● **What you have to do**: Extract the full set of records, then give each one again exactly.

Region pointing data:
───

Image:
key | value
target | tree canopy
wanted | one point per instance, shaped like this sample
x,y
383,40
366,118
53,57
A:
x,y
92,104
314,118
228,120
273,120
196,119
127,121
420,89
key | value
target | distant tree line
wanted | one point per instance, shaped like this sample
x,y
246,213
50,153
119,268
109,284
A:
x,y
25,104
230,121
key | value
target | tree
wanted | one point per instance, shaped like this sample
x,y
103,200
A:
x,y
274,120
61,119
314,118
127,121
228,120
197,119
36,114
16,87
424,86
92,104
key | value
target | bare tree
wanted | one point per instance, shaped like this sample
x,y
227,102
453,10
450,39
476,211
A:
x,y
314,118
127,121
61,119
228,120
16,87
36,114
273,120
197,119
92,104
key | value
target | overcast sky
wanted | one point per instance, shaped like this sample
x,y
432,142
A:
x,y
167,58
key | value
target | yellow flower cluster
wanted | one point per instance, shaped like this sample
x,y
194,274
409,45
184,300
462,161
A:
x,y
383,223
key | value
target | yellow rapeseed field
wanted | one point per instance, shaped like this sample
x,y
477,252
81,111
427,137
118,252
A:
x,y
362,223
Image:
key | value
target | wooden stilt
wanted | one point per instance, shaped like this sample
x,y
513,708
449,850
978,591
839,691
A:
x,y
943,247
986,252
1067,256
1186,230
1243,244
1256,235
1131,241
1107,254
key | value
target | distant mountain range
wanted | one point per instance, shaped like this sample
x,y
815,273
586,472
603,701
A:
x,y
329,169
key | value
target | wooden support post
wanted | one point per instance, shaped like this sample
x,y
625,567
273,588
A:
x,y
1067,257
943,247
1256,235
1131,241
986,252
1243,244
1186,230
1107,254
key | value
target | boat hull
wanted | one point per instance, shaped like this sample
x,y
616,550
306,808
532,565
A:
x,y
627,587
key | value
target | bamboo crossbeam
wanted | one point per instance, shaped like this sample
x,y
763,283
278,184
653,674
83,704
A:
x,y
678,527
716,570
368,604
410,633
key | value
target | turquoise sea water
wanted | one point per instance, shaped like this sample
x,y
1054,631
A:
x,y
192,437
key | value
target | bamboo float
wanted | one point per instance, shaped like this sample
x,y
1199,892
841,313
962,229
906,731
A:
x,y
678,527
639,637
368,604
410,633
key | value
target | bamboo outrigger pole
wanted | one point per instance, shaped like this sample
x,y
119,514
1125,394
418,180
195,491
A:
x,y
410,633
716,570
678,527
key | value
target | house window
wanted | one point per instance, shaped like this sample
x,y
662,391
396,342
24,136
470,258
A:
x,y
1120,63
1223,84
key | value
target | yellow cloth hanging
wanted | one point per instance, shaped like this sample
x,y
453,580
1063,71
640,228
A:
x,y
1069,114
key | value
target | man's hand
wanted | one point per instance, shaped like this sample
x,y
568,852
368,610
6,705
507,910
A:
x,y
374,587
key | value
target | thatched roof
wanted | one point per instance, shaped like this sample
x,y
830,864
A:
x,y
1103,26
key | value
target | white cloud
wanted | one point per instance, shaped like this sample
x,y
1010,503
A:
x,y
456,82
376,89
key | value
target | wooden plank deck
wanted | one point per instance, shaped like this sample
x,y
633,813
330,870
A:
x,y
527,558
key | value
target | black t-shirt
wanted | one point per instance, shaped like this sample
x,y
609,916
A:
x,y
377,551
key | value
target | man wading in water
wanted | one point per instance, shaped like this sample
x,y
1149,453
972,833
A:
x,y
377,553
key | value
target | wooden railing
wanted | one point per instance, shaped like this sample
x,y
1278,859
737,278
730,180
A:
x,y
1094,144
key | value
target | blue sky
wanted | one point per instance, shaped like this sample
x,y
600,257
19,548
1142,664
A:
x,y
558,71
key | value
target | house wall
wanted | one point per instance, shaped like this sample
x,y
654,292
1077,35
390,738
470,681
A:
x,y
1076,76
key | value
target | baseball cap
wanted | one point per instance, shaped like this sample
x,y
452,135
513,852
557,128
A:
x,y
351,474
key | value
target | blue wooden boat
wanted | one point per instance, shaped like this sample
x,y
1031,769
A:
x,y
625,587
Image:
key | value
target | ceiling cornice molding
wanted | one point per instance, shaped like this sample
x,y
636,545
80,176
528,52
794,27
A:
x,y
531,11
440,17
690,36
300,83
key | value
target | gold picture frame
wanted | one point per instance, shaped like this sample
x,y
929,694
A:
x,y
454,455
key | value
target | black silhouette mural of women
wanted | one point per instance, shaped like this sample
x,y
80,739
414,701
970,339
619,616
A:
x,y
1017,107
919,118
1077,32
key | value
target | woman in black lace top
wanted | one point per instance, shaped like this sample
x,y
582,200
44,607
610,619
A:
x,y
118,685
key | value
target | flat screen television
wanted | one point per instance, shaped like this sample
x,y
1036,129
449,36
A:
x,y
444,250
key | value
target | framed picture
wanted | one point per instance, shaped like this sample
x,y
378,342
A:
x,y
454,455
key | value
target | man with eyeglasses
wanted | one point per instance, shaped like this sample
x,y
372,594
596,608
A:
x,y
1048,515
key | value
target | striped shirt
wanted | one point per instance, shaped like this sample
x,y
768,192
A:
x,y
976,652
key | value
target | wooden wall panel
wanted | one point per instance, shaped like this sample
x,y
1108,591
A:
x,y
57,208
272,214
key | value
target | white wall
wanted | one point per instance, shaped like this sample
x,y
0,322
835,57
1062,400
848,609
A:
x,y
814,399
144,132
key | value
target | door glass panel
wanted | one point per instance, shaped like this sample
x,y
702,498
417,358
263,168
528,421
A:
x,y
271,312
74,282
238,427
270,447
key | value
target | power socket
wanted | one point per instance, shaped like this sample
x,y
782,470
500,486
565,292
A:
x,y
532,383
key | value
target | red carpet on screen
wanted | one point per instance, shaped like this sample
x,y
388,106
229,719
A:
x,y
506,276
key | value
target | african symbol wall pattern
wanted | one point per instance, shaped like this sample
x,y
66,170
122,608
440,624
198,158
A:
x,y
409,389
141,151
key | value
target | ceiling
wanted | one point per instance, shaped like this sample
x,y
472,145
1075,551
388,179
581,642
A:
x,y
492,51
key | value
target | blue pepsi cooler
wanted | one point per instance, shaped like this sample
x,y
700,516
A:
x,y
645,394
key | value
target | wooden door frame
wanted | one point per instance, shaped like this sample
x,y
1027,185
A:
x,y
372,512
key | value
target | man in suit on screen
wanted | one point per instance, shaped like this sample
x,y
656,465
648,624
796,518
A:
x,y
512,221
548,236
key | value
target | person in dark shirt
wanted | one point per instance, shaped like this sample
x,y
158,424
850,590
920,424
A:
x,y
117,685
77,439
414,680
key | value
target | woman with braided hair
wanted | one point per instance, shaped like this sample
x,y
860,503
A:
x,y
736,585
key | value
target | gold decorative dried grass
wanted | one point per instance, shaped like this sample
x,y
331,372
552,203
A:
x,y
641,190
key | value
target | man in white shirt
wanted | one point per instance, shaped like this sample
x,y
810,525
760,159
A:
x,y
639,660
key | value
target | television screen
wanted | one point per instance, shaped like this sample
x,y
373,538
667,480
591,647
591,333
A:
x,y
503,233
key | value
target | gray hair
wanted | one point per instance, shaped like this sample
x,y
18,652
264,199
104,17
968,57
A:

───

● **Solution for this task**:
Image:
key | value
target | tree canopy
wanted | one point per instance, shaped like this sample
x,y
383,40
366,118
53,57
A:
x,y
92,104
314,118
228,120
273,120
196,119
127,121
420,89
key | value
target | distant tree line
wanted | one point per instance, shaped like this sample
x,y
246,213
50,153
119,268
109,284
A:
x,y
25,104
230,121
key | value
target | tree
wanted | one point per instance, shaped like this sample
x,y
103,200
A:
x,y
274,120
61,119
314,118
127,121
228,120
197,119
36,114
16,87
424,86
92,104
key | value
target | bare tree
wanted | one point per instance, shaped like this sample
x,y
227,102
453,10
450,39
476,211
A:
x,y
314,118
127,121
61,119
228,120
16,87
36,114
273,120
197,119
92,104
key | value
target | overcast sky
wanted | one point per instance, shaped like this sample
x,y
432,142
A:
x,y
167,58
key | value
target | yellow flower cluster
wanted | one point per instance, shaped like this sample
x,y
194,274
409,45
184,300
462,161
A:
x,y
383,223
key | value
target | yellow rapeseed field
wanted | one point per instance, shaped like this sample
x,y
477,252
81,111
427,137
118,252
A:
x,y
362,223
Image:
key | value
target | wooden stilt
wanted | one point per instance, shaped like this sample
x,y
513,708
449,850
978,591
839,691
A:
x,y
943,247
986,252
1067,256
1186,230
1243,244
1256,235
1131,241
1107,254
key | value
target | distant mountain range
wanted | one point per instance, shaped like this sample
x,y
815,273
586,472
603,701
A:
x,y
329,169
key | value
target | wooden support post
wanted | one point per instance, shaped like this sample
x,y
625,567
273,588
A:
x,y
1067,257
943,247
1256,235
1131,241
986,252
1243,244
1186,230
1107,254
key | value
target | boat hull
wanted | one point per instance, shaped like this sample
x,y
616,550
306,808
532,565
A:
x,y
627,587
key | value
target | bamboo crossbeam
wanted | one point per instance, shaped like this sample
x,y
763,283
278,184
653,674
83,704
A:
x,y
678,527
716,570
368,604
410,633
key | value
target | turquoise sea water
wanted | one point per instance, shaped like this sample
x,y
1054,631
A:
x,y
192,437
key | value
target | bamboo float
wanted | one point per instance, shaped like this sample
x,y
1199,892
841,313
962,229
906,731
A:
x,y
678,527
639,637
368,604
410,633
key | value
target | bamboo outrigger pole
wanted | one point per instance, shaped like this sample
x,y
119,514
1125,394
418,180
195,491
A:
x,y
410,633
716,570
678,527
key | value
target | house window
wanted | one point per instance, shaped like this sample
x,y
662,391
396,342
24,136
470,258
A:
x,y
1120,63
1223,84
key | value
target | yellow cloth hanging
wanted | one point per instance, shaped like this sample
x,y
453,580
1063,71
640,228
A:
x,y
1069,114
key | value
target | man's hand
wanted | one point per instance, shaped like this sample
x,y
568,852
368,610
6,705
507,910
A:
x,y
374,587
key | value
target | thatched roof
wanted | one point per instance, shaped like this sample
x,y
830,864
A:
x,y
1103,26
key | value
target | white cloud
wanted | one point per instance, shaped like this sample
x,y
1010,503
A:
x,y
456,82
376,89
key | value
target | wooden plank deck
wanted | one point per instance, shaped like this sample
x,y
633,813
330,870
A:
x,y
527,558
key | value
target | black t-shirt
wanted | one point per instance, shaped like this sample
x,y
609,916
A:
x,y
377,551
key | value
target | man wading in water
wanted | one point per instance, shaped like this sample
x,y
1149,453
972,833
A:
x,y
377,553
key | value
target | wooden railing
wanted | one point per instance, shaped like this sample
x,y
1278,859
737,278
730,180
A:
x,y
1094,144
key | value
target | blue sky
wanted | one point per instance, shaped like this sample
x,y
600,257
19,548
1142,664
A:
x,y
558,71
key | value
target | house wall
wanted | one point per instance, shaped like this sample
x,y
654,292
1077,35
390,738
470,681
A:
x,y
1076,76
key | value
target | baseball cap
wanted | one point per instance, shaped like this sample
x,y
452,135
513,852
557,128
A:
x,y
351,474
key | value
target | blue wooden boat
wanted | one point per instance, shaped like this sample
x,y
1031,769
A:
x,y
625,587
Image:
key | value
target | ceiling cornice molding
wanted | one point per instance, shaped like this sample
x,y
636,545
80,176
528,52
794,27
A:
x,y
531,11
440,17
690,36
300,83
key | value
target | gold picture frame
wanted | one point per instance, shaped like this sample
x,y
929,694
A:
x,y
454,455
key | value
target | black silhouette mural of women
wanted | one point per instance, shaped like this sample
x,y
80,739
414,701
970,339
619,616
A:
x,y
1017,107
919,118
1077,32
key | value
target | woman in black lace top
wanted | one point per instance, shaped like this sample
x,y
582,200
44,607
610,619
A:
x,y
118,685
key | value
target | flat screen television
wanted | one point per instance, shaped like this sample
x,y
1036,129
449,36
A:
x,y
444,250
key | value
target | framed picture
wanted | one point per instance, shaped like this sample
x,y
378,342
A:
x,y
454,455
key | value
target | man with eyeglasses
wanted | one point per instance, shaped like this sample
x,y
372,594
596,608
A:
x,y
1048,515
key | value
target | striped shirt
wanted | one point per instance, shaped like this sample
x,y
768,192
A:
x,y
976,652
key | value
target | wooden wall panel
wanted | one point per instance, shaped like this sample
x,y
1108,591
A:
x,y
57,208
272,214
key | value
target | white wall
wanted | one point per instance, shaped like this sample
x,y
0,322
835,57
1062,400
848,609
A:
x,y
814,399
144,132
key | value
target | door glass panel
wanted | one point per instance, shaped like this sample
x,y
702,498
417,358
263,168
528,421
A:
x,y
271,312
74,282
238,427
270,447
key | value
target | power socket
wanted | one point per instance, shaped like this sample
x,y
782,470
500,486
565,292
A:
x,y
532,383
key | value
target | red carpet on screen
wanted | one point per instance, shaped like this sample
x,y
388,106
229,719
A:
x,y
506,276
key | value
target | african symbol wall pattern
wanted | one point per instance, shaped like this sample
x,y
66,170
122,608
440,624
198,158
A:
x,y
409,389
141,151
key | value
target | ceiling
wanted | one point per instance, shaped like this sample
x,y
472,145
1075,551
388,179
581,642
A:
x,y
492,51
key | value
target | blue pepsi cooler
wanted | one point per instance, shaped like this sample
x,y
700,516
A:
x,y
645,394
key | value
target | wooden door frame
wanted | one point per instance, shaped like this sample
x,y
1027,185
A:
x,y
372,512
key | value
target | man in suit on screen
wanted | one point per instance, shaped like this sample
x,y
656,465
648,624
796,518
A:
x,y
512,221
548,236
key | value
target | person in dark shirt
wanted | one point per instance, shaped like this sample
x,y
158,424
850,590
920,424
A:
x,y
117,685
77,439
414,680
key | value
target | woman with braided hair
wanted | one point per instance, shaped like this sample
x,y
860,503
A:
x,y
736,585
key | value
target | gold decorative dried grass
wanted | one point per instance, shaped like this sample
x,y
331,372
552,203
A:
x,y
641,190
key | value
target | man in white shirt
wanted | one point per instance, shaped like this sample
x,y
810,525
760,159
A:
x,y
639,660
key | value
target | television screen
wanted | one point per instance, shaped like this sample
x,y
373,538
667,480
591,647
591,333
A:
x,y
503,233
key | value
target | gray hair
wanted | one point per instance, shaped like this sample
x,y
18,652
264,199
104,17
968,57
A:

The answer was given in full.